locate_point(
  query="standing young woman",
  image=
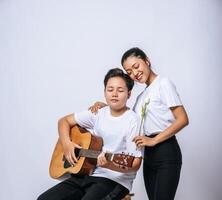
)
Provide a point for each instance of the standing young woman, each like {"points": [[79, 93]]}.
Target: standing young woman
{"points": [[165, 116]]}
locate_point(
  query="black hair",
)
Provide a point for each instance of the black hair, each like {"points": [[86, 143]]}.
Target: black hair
{"points": [[117, 72], [135, 51]]}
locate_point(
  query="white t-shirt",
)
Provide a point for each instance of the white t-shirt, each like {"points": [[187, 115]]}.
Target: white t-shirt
{"points": [[117, 134], [162, 95]]}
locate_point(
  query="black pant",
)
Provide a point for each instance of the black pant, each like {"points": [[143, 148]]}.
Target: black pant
{"points": [[161, 169], [85, 188]]}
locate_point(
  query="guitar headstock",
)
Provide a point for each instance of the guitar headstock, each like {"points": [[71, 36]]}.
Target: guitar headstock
{"points": [[123, 160]]}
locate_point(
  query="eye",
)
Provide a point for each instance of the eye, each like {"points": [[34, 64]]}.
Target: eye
{"points": [[129, 73], [136, 66]]}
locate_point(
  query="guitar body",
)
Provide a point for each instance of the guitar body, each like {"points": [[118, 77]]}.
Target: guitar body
{"points": [[84, 165]]}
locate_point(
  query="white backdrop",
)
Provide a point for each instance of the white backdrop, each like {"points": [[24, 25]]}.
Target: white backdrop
{"points": [[54, 55]]}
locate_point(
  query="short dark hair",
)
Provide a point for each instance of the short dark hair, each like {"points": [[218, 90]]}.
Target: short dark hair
{"points": [[135, 51], [117, 72]]}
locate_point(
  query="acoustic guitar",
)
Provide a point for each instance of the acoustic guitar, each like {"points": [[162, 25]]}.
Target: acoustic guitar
{"points": [[86, 156]]}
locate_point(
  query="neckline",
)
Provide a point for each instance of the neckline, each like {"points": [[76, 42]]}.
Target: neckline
{"points": [[117, 117]]}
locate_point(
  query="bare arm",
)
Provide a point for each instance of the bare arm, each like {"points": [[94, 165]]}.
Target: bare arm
{"points": [[181, 120], [64, 126]]}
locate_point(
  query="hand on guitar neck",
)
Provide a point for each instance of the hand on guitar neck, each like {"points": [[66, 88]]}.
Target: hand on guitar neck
{"points": [[80, 157], [68, 151]]}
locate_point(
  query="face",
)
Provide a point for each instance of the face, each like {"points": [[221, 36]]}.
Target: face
{"points": [[116, 93], [137, 69]]}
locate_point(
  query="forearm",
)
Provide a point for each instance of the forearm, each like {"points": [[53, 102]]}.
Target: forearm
{"points": [[64, 126], [63, 129], [179, 123]]}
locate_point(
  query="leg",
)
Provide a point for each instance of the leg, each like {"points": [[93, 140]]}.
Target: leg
{"points": [[118, 193], [167, 181], [102, 187], [149, 175], [65, 190]]}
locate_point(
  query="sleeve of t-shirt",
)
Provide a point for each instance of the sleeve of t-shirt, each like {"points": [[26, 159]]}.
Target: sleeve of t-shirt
{"points": [[130, 145], [168, 93], [85, 119]]}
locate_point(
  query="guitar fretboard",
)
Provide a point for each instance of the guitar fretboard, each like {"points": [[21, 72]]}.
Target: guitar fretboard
{"points": [[93, 154]]}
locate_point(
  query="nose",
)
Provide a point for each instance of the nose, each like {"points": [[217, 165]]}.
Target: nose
{"points": [[134, 72]]}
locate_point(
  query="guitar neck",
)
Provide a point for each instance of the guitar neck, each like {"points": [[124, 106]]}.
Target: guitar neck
{"points": [[88, 153]]}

---

**ABOUT THIS TASK**: Please write out, exactly as they appear, the lines from the one containing "Target: face" through the last line of the records above, and nothing more.

**RESPONSE AREA**:
Target: face
{"points": [[116, 93], [137, 69]]}
locate_point(
  query="forearm",
)
Provide a point for each instance of the forearm, each like {"points": [[53, 102]]}.
Target: forearm
{"points": [[64, 126], [63, 129], [179, 123]]}
locate_point(
  query="leg",
)
Provide a point for each instance of the leg, each like {"points": [[93, 140]]}.
Target: leg
{"points": [[118, 193], [167, 181], [102, 187], [149, 175], [65, 190]]}
locate_point(
  query="sleeve of t-shirt",
)
Provide a point for each instance of the sleeve of t-shirt, each like {"points": [[26, 159]]}.
Target: sleeve of t-shirt
{"points": [[130, 145], [168, 93], [85, 119]]}
locate_point(
  query="guitar fretboard",
)
Provide a point for each instance of the guitar fretboard, each like {"points": [[21, 72]]}.
Target: guitar fretboard
{"points": [[93, 154]]}
locate_point(
  query="nose",
)
Provide a point for each instance of the nose, each like {"points": [[217, 165]]}.
Target: nose
{"points": [[134, 72]]}
locate_point(
  query="guitar neck",
)
Provide a point for each instance of the guitar neck, each like {"points": [[124, 106]]}.
Target: guitar neck
{"points": [[88, 153]]}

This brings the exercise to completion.